Who doesn’t want to drop a few pounds? Suzanne Davies works at her weight - keeping it in check.
“I’m not exactly the trimmest I can be; there’s a number of us who have a little bit of a weight problem, but if you live a healthy lifestyle I still think you can be healthy,” says Davies.
Far from obese, Davies believes as many Americans do, that it is possible to be fat but fit. But in-depth studies find it too good to be true.
“When you sugar coat recommendations, people take them half-heartedly. They go home feeling like well it’s not really that much of a problem, so I don’t have to work on it that aggressively,” says Dr. Sal Lacagnina, vice president health and wellness with Lee Memorial Health System.
Research focused on obese people who were metabolically healthy. Meaning they didn’t meet the criteria for metabolic syndrome, a precursor for heart disease. After following them for a decade, the study found they were 24% more likely to suffer a cardiovascular event.

_ _ _ _ _

PROBLEMS AND TASKS:
1. Based on the passage on being fat but fit, is each statement below true? Answer yes or no for each, quoting the words from the passage that settle it.
(a) Davies is described as obese.
(b) The study followed its subjects for a decade.
(c) Dr. Lacagnina says that when advice is sugar coated, people work on it more aggressively.
2. Carry the passage on being fat but fit forward from its last sentence, adding a few sentences in the same style.

Pointing data for referring expressions:
_ _ _ _ _

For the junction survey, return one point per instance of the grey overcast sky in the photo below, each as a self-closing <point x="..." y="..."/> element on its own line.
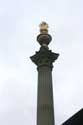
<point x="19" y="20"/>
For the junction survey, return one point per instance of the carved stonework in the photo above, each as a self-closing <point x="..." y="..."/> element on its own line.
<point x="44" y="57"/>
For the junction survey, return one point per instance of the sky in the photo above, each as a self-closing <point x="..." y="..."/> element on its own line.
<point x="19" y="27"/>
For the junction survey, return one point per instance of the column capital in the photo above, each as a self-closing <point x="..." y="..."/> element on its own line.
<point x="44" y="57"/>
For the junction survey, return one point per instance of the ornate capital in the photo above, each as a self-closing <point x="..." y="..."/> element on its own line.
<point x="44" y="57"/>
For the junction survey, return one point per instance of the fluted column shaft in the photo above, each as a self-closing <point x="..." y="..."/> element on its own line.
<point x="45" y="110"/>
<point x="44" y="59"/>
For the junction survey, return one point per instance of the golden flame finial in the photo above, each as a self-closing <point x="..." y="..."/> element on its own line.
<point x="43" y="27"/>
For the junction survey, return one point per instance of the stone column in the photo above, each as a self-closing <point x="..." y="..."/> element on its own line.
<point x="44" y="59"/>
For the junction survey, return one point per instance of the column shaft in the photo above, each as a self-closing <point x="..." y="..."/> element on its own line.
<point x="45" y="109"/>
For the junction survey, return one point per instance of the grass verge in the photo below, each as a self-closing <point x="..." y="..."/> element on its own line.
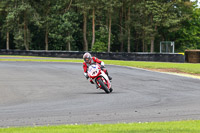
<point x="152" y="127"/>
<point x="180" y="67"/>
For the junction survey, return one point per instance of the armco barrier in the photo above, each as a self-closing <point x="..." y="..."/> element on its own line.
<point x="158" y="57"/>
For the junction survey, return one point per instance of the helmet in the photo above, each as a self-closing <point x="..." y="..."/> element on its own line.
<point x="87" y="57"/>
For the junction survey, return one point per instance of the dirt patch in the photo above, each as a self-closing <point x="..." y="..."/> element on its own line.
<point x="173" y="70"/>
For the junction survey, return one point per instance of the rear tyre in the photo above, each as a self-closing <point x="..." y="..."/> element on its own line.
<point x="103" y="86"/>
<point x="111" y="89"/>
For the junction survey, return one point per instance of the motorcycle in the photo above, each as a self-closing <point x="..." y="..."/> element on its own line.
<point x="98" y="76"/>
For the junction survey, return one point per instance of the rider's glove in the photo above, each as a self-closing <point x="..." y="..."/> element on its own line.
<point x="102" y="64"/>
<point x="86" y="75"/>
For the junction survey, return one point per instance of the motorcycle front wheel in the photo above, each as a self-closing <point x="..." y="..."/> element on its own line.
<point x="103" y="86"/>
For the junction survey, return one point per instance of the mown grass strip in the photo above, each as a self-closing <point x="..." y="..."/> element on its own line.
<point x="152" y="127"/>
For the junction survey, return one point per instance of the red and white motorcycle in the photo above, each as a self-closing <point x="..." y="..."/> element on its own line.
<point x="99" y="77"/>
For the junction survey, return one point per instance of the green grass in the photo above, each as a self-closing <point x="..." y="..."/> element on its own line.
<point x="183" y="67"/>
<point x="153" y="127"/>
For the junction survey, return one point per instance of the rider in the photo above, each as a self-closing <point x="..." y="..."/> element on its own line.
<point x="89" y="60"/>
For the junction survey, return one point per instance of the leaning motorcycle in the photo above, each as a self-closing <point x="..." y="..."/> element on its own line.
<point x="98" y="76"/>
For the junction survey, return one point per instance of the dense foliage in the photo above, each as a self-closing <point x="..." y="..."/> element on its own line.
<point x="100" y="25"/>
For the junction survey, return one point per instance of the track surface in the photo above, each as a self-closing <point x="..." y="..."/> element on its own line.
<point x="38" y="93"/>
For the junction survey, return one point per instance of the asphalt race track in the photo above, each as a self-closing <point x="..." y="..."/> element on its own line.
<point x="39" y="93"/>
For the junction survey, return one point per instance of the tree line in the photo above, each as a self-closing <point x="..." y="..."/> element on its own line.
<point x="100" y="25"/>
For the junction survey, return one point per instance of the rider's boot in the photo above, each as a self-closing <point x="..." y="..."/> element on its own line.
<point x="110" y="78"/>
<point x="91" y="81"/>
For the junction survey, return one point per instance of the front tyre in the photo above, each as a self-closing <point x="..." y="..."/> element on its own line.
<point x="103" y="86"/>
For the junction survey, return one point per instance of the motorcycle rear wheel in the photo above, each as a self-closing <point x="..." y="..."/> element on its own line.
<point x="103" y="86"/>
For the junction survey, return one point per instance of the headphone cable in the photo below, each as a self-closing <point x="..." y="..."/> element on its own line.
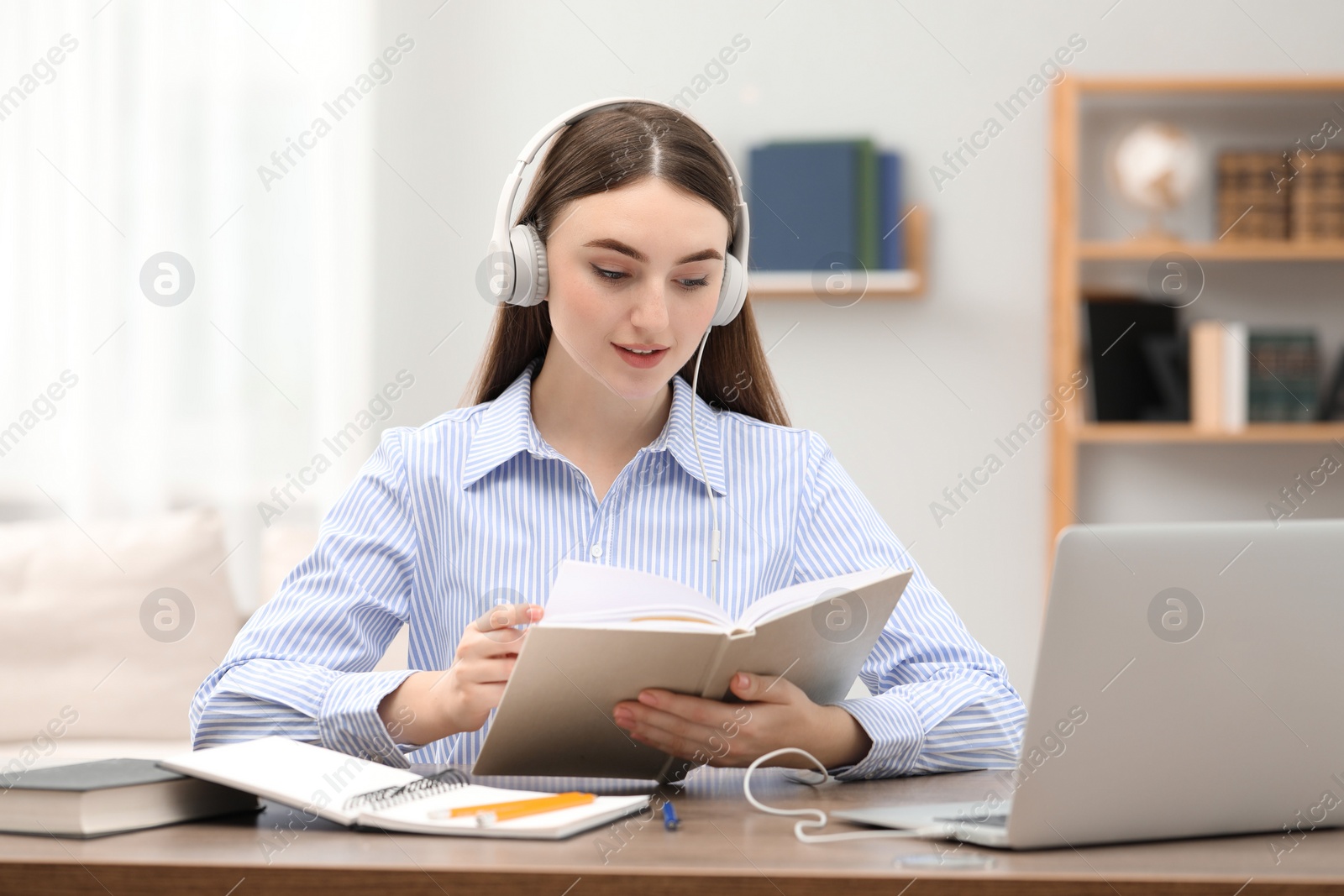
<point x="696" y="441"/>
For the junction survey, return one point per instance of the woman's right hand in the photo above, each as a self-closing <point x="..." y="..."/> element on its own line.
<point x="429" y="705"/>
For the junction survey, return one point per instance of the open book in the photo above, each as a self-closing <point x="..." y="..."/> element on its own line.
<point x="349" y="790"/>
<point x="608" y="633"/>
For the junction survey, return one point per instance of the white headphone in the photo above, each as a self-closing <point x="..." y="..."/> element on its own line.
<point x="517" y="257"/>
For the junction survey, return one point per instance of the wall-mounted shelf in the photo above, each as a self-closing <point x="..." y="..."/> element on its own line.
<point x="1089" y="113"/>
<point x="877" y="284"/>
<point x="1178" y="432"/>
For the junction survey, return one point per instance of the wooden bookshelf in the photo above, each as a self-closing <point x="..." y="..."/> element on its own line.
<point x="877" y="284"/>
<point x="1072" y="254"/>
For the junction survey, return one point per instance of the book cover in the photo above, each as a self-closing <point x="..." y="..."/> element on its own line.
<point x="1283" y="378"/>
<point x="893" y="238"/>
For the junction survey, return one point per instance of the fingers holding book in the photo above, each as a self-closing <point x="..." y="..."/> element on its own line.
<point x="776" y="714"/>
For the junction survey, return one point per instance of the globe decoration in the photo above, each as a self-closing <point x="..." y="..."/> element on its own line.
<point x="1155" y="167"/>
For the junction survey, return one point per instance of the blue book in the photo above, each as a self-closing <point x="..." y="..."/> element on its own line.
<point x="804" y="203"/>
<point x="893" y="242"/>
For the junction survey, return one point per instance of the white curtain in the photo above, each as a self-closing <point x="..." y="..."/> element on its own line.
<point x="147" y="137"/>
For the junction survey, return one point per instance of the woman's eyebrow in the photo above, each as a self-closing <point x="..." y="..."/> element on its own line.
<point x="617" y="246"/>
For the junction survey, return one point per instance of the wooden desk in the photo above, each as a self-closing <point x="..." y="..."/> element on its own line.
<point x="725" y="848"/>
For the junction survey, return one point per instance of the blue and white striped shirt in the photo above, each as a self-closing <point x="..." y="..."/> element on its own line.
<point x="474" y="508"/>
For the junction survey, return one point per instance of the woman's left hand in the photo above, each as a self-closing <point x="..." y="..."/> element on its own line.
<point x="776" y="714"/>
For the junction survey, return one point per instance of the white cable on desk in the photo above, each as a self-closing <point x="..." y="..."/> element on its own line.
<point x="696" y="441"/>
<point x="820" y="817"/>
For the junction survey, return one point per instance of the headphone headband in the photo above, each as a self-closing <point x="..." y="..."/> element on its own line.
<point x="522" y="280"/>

_ _ _ _ _

TASK ANSWERS:
1.
(a) No: "Far from obese, Davies believes as many Americans do, that it is possible to be fat but fit."
(b) Yes: "After following them for a decade, the study found they were 24% more likely to suffer a cardiovascular event."
(c) No: "When you sugar coat recommendations, people take them half-heartedly."

2.
“People don't realize the gravity of the situation. They develop a heart attack, they go into a hospital, they have bypass surgery and they come out of the hospital and they go back to their old lifestyle. And that’s usually because we haven’t done the best job of educating them that it was the lifestyle that created the problem,” says Dr. Lacagnina.
The light didn’t go on for Davies until she hit her 50s and her lifestyle started weighing her down.
“When I was working I was pretty sedentary. It wasn’t until we’re retired that we both actually got into exercise programs, starting to eat healthier, more fresh foods, less meats and so forth,” says Davies.
Bottom line: fat but fit doesn’t pass the taste test, there’s no such thing as benign obesity.